**Exercise description**
In the election text, what did Kemal Kilicdaroglu wear during his final rally in Ankara?
** Page excerpt follows **
Erdogan, who has been in power for two decades, defended his record, claiming that he has successfully overcome numerous challenges, including the struggling economy and devastating earthquakes in February. The issues of the economy and natural disasters have been the focal points of the campaign for both the presidency and parliament.

Kilicdaroglu, aged 74, is known for his soft-spoken nature, but he delivered a strong speech that resonated with those who see him as their best chance to regain power from Erdogan, who has centralized authority and expanded his own powers significantly.

Kemal Kilicdaroglu, the main opposition candidate, is slightly leading in the opinion polls, and his supporters are hopeful that he might secure more than 50% of the vote, avoiding a run-off election in two weeks.

The alliance supporting Kilicdaroglu includes conservatives, nationalists, and even a pro-Islamist party, which has delighted many of his followers. Kilicdaroglu’s party maintains a strong secular stance but has made efforts to appeal to women who wear the headscarf. The six parties in the alliance have come together under the slogan “Haydi” (Come on!) and have a campaign song of the same name.

Tensions are running high in the lead-up to the election. Kilicdaroglu even wore a bullet-proof vest during his final rally in Ankara and at a previous event, highlighting the intensity of the race.

Muharrem Ince, one of the candidates for the presidency, withdrew from the race, citing targeted attacks on social media with manipulated videos aimed at swaying the electorate. The atmosphere surrounding the election has become both tense and crucial.
** End of Page excerpt **
** Study material follows **
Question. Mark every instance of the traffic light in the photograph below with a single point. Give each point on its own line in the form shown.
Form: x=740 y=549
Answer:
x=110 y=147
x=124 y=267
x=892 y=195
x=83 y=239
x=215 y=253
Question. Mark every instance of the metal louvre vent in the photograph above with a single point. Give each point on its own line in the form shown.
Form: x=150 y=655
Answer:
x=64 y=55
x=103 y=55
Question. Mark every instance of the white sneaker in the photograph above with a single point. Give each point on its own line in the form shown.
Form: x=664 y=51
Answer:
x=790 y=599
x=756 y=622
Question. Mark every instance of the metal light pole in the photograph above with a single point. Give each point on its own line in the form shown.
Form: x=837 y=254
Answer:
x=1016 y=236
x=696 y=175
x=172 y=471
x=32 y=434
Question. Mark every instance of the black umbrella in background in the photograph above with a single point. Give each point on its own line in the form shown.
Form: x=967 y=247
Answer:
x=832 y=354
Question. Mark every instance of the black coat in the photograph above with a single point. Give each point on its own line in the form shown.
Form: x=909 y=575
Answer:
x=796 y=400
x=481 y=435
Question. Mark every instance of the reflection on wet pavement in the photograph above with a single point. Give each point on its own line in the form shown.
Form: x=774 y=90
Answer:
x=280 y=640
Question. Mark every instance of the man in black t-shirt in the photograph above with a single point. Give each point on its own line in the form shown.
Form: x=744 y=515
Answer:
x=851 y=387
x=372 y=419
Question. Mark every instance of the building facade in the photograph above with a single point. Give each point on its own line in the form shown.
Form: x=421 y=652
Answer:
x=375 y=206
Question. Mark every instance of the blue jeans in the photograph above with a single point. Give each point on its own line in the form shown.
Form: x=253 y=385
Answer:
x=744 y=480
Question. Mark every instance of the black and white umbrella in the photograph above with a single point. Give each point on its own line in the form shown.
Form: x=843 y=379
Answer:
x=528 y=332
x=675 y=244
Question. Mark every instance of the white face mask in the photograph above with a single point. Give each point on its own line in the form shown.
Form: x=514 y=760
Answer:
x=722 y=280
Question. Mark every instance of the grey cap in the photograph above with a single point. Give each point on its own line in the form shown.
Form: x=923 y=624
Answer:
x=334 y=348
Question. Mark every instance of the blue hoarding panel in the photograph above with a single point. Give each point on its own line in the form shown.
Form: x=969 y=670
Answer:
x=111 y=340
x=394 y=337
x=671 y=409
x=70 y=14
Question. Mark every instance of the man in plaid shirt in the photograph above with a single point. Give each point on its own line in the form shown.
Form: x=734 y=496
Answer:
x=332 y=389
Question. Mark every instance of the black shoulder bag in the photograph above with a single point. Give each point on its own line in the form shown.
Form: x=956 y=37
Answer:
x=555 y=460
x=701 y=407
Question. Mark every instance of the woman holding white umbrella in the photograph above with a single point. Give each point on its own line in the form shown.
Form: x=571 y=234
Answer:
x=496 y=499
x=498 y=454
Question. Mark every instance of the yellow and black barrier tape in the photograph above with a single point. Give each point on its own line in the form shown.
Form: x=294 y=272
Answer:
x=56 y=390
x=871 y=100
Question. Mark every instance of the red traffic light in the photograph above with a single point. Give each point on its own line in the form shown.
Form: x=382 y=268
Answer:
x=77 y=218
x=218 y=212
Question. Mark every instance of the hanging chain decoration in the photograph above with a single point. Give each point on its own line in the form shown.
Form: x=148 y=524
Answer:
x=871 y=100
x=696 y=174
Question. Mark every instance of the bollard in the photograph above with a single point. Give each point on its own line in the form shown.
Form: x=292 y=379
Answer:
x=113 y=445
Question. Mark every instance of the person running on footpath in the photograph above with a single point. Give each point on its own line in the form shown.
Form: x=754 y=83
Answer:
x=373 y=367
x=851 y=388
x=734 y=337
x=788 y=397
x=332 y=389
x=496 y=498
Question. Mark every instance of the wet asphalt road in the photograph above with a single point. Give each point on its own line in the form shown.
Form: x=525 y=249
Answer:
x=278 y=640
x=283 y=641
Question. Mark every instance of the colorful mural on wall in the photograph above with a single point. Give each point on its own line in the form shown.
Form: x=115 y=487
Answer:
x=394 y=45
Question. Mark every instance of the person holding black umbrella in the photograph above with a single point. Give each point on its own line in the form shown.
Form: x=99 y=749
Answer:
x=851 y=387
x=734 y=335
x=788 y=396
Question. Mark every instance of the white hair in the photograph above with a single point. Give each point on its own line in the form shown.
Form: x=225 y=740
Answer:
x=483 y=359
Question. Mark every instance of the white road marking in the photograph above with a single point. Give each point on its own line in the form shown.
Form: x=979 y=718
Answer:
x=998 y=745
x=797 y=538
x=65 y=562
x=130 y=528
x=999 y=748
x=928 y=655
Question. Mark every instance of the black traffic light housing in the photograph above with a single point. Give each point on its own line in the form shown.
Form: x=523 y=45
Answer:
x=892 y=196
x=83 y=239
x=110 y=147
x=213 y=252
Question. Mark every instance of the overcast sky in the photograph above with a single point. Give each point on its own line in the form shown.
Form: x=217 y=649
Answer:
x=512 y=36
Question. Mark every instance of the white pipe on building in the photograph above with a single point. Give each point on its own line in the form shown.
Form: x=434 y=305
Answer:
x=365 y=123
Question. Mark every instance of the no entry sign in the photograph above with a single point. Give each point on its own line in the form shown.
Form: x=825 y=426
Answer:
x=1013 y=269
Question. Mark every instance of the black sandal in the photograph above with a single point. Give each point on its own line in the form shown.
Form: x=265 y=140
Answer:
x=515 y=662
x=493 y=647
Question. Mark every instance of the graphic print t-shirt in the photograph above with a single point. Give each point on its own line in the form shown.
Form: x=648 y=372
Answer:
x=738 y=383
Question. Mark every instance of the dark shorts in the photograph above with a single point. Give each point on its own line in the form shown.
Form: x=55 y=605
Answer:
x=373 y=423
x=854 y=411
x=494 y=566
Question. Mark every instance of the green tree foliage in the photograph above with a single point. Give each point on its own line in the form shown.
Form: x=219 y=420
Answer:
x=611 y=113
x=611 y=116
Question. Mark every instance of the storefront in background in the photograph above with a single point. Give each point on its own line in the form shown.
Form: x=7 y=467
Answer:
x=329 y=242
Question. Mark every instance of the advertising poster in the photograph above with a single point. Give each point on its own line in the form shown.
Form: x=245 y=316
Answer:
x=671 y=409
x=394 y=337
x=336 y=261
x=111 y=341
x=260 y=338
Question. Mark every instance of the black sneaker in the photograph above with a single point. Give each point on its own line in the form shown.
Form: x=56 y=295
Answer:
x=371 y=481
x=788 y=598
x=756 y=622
** End of Study material **
**Expected answer**
A bullet-proof vest.